## Material
--- Start ---

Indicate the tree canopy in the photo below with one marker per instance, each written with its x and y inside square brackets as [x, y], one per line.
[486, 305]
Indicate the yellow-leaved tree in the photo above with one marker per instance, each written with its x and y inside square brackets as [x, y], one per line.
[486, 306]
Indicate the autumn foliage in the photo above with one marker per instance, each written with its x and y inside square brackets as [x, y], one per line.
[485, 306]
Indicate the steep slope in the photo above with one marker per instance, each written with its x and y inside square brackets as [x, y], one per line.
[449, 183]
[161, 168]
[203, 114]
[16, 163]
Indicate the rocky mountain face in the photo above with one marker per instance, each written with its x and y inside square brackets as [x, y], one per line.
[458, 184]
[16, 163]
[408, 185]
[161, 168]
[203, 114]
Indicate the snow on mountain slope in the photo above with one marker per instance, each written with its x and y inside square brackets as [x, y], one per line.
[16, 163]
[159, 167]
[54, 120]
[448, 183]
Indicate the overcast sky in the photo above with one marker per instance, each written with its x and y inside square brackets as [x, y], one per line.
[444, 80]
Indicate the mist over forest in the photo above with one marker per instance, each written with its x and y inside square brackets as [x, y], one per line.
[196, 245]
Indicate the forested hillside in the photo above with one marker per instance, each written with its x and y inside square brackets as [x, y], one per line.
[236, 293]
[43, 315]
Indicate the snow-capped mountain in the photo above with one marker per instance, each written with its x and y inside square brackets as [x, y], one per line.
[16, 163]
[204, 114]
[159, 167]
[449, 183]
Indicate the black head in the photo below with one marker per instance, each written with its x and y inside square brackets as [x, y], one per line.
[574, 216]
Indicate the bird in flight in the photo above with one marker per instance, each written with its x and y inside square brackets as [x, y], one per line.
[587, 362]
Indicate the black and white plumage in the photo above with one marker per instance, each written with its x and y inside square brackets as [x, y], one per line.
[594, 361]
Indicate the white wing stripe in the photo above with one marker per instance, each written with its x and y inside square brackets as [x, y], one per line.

--- End ---

## What is required
Starting from the line containing "Indicate the snow on" and ending with the final line of the data, reproduce each line exactly as it appears, including no other lines.

## Exercise answer
Indicate the snow on mountain slope in the photo above with one marker per instance, each written with its x and y inside square brackets as [x, y], one per line.
[16, 163]
[159, 167]
[54, 120]
[448, 183]
Indicate the overcast sky in the photo above with one marker per instance, each written with its x and y inside square brackets as [x, y], one per line.
[444, 80]
Indicate the mist over forest in the photo above with one marker per instance, each written with its x and y inside square brackets as [x, y], one per line.
[196, 245]
Indicate the forested hillside in the photo above with one marker per instance, each written with its x and y inside square brackets as [x, y], one per line.
[236, 293]
[43, 315]
Indicate the snow-capped mountain in the photo above with one marker per instance, each written with its x and y inside square brackets as [x, y], one per line.
[16, 163]
[204, 114]
[159, 167]
[449, 183]
Indicate the black head in the photo below with one marker per instance, each written with its x and y inside square brackets as [x, y], one per line.
[574, 216]
Indicate the bird in flight in the photo above with one marker per instance, each written with its x and y inside square brackets as [x, y], one per line.
[587, 362]
Indicate the black and white plumage in the photo above with one marker per instance, each written with its x and y inside square brackets as [x, y], one per line.
[594, 361]
Indicate the white wing stripe in the photo above with one marker per instance, each written with its x and y inside square brackets as [x, y], one per line.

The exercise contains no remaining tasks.